# [ABOUT THIS TASK]
All the lines below should be set down exactly, with no picture carried into the copy.

# [Source records]
::::
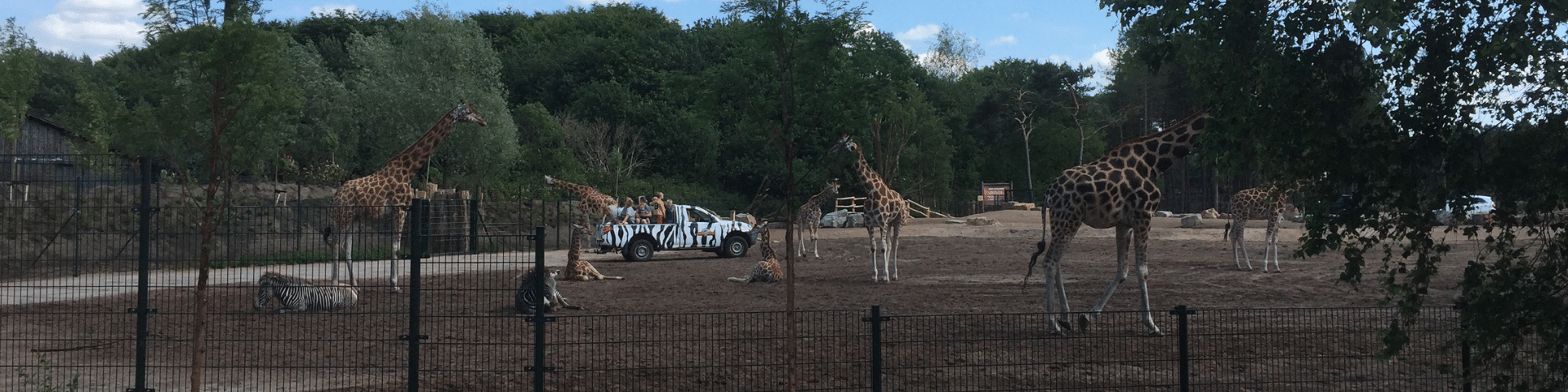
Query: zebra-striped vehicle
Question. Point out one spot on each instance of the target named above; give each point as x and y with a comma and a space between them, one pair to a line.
301, 295
688, 228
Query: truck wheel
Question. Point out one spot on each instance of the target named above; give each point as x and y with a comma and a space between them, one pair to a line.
734, 247
639, 252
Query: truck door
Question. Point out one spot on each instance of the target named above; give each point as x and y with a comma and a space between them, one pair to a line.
702, 228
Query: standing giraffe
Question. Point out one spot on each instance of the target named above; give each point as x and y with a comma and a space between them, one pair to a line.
595, 207
884, 211
386, 194
809, 218
1112, 192
1263, 203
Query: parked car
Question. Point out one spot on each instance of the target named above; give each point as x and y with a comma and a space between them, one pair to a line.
1474, 204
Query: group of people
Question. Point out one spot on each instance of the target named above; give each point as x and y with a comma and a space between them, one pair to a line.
642, 211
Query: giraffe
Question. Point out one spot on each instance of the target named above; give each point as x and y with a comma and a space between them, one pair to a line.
576, 267
1263, 203
1112, 192
386, 194
809, 218
767, 270
595, 209
884, 212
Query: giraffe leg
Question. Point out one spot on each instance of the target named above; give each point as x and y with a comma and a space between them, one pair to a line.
893, 252
1241, 243
875, 270
397, 240
1272, 243
1140, 248
1123, 237
349, 257
1056, 291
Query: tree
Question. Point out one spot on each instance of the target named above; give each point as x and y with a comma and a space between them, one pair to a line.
216, 91
412, 74
18, 78
1411, 105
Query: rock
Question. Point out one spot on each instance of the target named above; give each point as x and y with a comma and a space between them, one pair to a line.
1191, 221
980, 221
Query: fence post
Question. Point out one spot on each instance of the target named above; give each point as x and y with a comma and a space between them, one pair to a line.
474, 223
877, 318
143, 274
538, 318
1183, 364
417, 243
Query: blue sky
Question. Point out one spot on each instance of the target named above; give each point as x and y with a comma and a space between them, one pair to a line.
1075, 32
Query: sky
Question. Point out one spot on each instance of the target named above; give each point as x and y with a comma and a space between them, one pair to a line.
1073, 32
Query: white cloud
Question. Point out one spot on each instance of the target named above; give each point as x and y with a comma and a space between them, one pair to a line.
330, 8
1102, 59
918, 33
93, 27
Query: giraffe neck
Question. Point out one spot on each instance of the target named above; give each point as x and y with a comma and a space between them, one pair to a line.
403, 165
869, 177
1155, 154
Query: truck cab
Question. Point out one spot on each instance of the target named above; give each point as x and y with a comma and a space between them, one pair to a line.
687, 228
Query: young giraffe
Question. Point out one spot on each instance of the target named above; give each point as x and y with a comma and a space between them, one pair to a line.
386, 194
1112, 192
1263, 203
576, 267
884, 211
809, 218
767, 270
595, 209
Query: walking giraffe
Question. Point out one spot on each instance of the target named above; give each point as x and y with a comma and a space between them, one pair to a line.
1263, 203
1112, 192
884, 212
809, 218
595, 207
386, 194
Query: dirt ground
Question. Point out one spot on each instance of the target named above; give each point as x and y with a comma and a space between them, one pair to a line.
942, 269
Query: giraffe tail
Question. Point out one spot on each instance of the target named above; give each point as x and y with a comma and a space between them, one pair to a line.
1034, 259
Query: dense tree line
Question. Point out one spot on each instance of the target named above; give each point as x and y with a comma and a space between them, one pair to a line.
618, 96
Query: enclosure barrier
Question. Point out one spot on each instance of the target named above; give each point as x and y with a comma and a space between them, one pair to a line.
78, 311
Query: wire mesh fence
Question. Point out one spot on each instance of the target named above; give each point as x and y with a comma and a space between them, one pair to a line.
71, 311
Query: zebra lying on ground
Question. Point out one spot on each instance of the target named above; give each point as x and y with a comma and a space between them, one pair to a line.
552, 296
301, 295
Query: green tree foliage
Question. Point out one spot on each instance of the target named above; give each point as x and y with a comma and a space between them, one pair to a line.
408, 78
1409, 105
18, 78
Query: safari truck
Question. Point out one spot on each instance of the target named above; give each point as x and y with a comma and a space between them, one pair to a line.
687, 228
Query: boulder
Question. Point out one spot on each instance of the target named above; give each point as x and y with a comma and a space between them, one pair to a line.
980, 221
1192, 220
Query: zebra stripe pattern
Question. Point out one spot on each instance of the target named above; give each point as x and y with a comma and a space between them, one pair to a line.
301, 295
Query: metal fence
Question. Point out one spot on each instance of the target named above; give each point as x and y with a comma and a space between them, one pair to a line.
105, 305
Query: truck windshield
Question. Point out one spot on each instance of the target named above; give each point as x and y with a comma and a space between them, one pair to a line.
702, 216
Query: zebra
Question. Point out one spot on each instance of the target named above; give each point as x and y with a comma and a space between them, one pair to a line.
300, 295
524, 301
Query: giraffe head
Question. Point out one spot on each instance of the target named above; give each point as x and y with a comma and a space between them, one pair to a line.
465, 114
845, 143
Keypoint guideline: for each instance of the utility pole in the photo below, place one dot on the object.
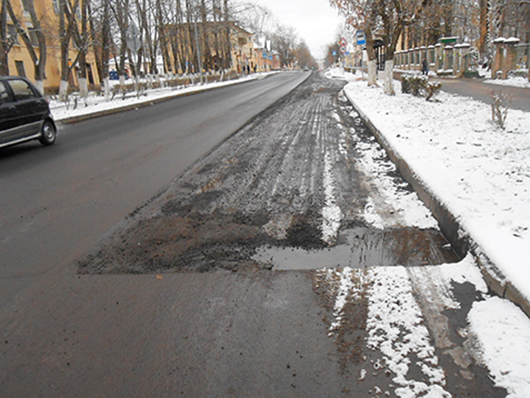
(197, 44)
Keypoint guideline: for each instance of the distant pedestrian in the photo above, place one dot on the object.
(424, 67)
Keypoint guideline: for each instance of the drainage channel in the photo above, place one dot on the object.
(364, 247)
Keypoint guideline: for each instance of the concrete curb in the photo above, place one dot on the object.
(449, 223)
(131, 107)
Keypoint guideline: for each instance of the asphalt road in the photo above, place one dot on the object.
(56, 202)
(173, 300)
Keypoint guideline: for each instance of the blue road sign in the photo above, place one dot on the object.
(361, 38)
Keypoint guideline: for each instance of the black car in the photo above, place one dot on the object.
(24, 113)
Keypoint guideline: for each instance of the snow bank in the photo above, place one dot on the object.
(479, 171)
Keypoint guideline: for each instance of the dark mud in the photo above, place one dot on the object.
(264, 188)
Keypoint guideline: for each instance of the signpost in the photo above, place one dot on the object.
(360, 37)
(134, 43)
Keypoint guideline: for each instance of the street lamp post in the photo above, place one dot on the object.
(199, 63)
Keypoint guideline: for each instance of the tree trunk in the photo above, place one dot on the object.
(372, 63)
(389, 77)
(39, 61)
(5, 45)
(64, 38)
::::
# [SOLUTION FOR THIS EXERCISE]
Query: zebra-striped vehicle
Question. Point out one spot on each instance of the target named above; give each point as x and y with a comma and a space between them, one pair to a line.
301, 295
688, 228
Query: truck wheel
Question. Point out one spot on each instance of the target named above; give each point as x and y with a comma and a space between them, one pair to a line.
734, 247
639, 252
Query: truck door
Question. Point out one spot on each instance of the target named above; give each point as x and y with a comma and a space between them, one pair to a line.
702, 228
Query: standing giraffe
Question. Point out one spot on each instance of the target named above; give each point as x and y with a comma and a space between them, one pair to a line.
595, 207
884, 211
386, 194
809, 218
1112, 192
1263, 203
Query: parked car
Question. Point out one spot on each instance of the target named above; give each point as x and y with a comma and a space between them, one pair to a line.
1474, 204
Query: group of people
Question. Point out one spot on each instance of the target named above; give each point as x and y with a comma and a space between them, one pair to a line.
642, 211
Query: giraffe
Question. Point out one spot on each instance of the target named above; give each point as x and y with a comma and a space between them, one pair to a line.
576, 267
1263, 203
1112, 192
386, 194
809, 218
767, 270
595, 209
884, 212
Query: giraffe leg
Question. Point out one spot on each instance of the target named above; give each point as x and y with a comma and a space between them, one pair to a line.
893, 252
1241, 243
875, 270
397, 240
1272, 243
1140, 248
1123, 237
349, 257
1056, 291
Query: tree
Question. Point out one spot on each instance of the target named above; give each point as x and y with a comma and a space between them, one pair to a line.
216, 91
412, 74
18, 78
1411, 105
Query: rock
Question. Point out one spot on each instance of the target named above; give each point as x and y with a comma and a space between them, one pair to a line.
1191, 221
980, 221
Query: fence post
Question. Point out one spot on each instance of the target named above; give each point as x and y with a comma and a space between them, one pair to a line.
474, 223
877, 318
143, 274
538, 318
1183, 364
417, 243
Query: blue sky
Question. Point out one spot on each instance of the target named above; give each point as x and y with a comma and a space between them, one pair to a line.
1075, 32
Query: sky
Question. Point out one spot on each instance of the target named above; give each point as x and y with a comma and a space between them, one pair to a line.
1073, 32
Query: white cloud
Question. Point out one spot on each instance of the target named above; give each point as x and y with a comma and a space between them, one pair to a line.
330, 8
1102, 59
918, 33
93, 27
Query: giraffe neck
Question. Point out one spot on each instance of the target named above; give each point as x and y with a comma and a space between them, one pair to a line.
403, 165
869, 177
1155, 154
Query: truck cab
Question. Point out one spot on each instance of the target named above; give each point as x and y with a comma and a space between them, one pair to a line.
687, 228
Query: young giraffe
Question. Point out one spot on each instance of the target named above; give each point as x and y with a comma and a space between them, one pair to a line.
386, 194
1112, 192
1263, 203
576, 267
884, 211
809, 218
767, 270
595, 209
Query: walking giraffe
Question. Point out one spot on each instance of the target named above; give each point as x and y with a comma and a space between them, one pair to a line.
1263, 203
1112, 192
884, 212
809, 218
595, 207
386, 194
Query: dirt ground
Question. Point out one spot on each instance of the target named above; give each point as x and y with a comma and a space between them, one pair to a line.
942, 269
Query: giraffe tail
Question. Point out one spot on each instance of the target named above; give each point as x and y with a comma and a space between them, one pair to a line.
1034, 259
Query: dense tree line
Question. Point out one spot on each instance of the target named above; give each point as x and y with a comma and a space between them, one pair to a line.
618, 96
Query: enclosure barrier
Question. Point out one spot on each instance of the target named above; give each point as x and y with a comma and a space between them, one pair to a line.
78, 311
Query: wire mesh fence
Question. Point out one spot on each instance of the target named above; give each point as x and y with a comma and a space between them, one pair to a line.
71, 311
Query: zebra lying on ground
Question. Point out one spot on each instance of the target named above; give each point as x and y with a comma and a space between them, one pair to a line.
552, 296
301, 295
Query: green tree foliage
Question. Point out one spot on each instance of the target named above; give each point as x and y with a comma and a space between them, one pair to a line.
408, 78
1409, 105
18, 78
Query: safari truck
Question. Point out one spot on each instance of the target named above; give each point as x and y with a comma and a space between them, one pair to a line.
687, 228
Query: boulder
Question. Point out one spot on each instance of the target named above; give each point as x and y with a comma and a space between them, one pair to a line.
980, 221
1192, 220
Query: zebra stripe pattern
Question. Point out one spot on each instance of the target named above; give each point as x and y with a comma and a space between them, one pair to a line.
301, 295
Query: metal fence
Question. Point out one spot on each instance of the target named above; give each point as x and y with a comma and a space between them, one pair to a line.
105, 305
Query: truck windshield
Question. Point out one spot on each instance of the target named above; give each point as x and y with a comma and a space between them, one pair to a line.
702, 216
Query: zebra
Question. Point out one spot on each instance of the target named above; give each point as x and y with a comma and a space between them, one pair to a line.
300, 295
524, 301
Query: giraffe head
Question. Point out one spot on each instance of the target named above; give each point as x and y with a comma and a space between them, one pair to a line.
465, 114
845, 143
Keypoint guideline: for each instance of the utility pole in the photo below, place one dot on the object.
(197, 44)
Keypoint guideline: for each instance of the distant pedestrian in the photo above, place one dot on the object.
(424, 67)
Keypoint guideline: for each instance of the drainage channel in the photo above, place one dot on the object.
(364, 247)
Keypoint guideline: for each instance of the concrete curb in the photo above, place one dot on the object.
(449, 223)
(131, 107)
Keypoint guideline: for each instance of the asphalt road in the photo above, place one dot on the object.
(56, 202)
(173, 300)
Keypoint guideline: for each instance of the blue road sign in the photo above, place one dot on the object.
(361, 38)
Keypoint guideline: for each instance of the black car in the photo above, place one dot on the object.
(24, 113)
Keypoint guideline: for each instance of the snow bank in the photo above, place one dot on the object.
(479, 171)
Keypoint guideline: for each instance of the dark mud in the photo above, place one dot on the object.
(264, 188)
Keypoint guideline: for each instance of the signpost in the photo above, place one dot on the object.
(360, 37)
(134, 43)
Keypoint guideline: for each instance of the street lamp post in the photo above, place one dot on the object.
(199, 63)
Keypoint guideline: for each instance of the tree trunk in the photo above, place one dot on the object.
(372, 63)
(389, 77)
(39, 61)
(5, 45)
(64, 38)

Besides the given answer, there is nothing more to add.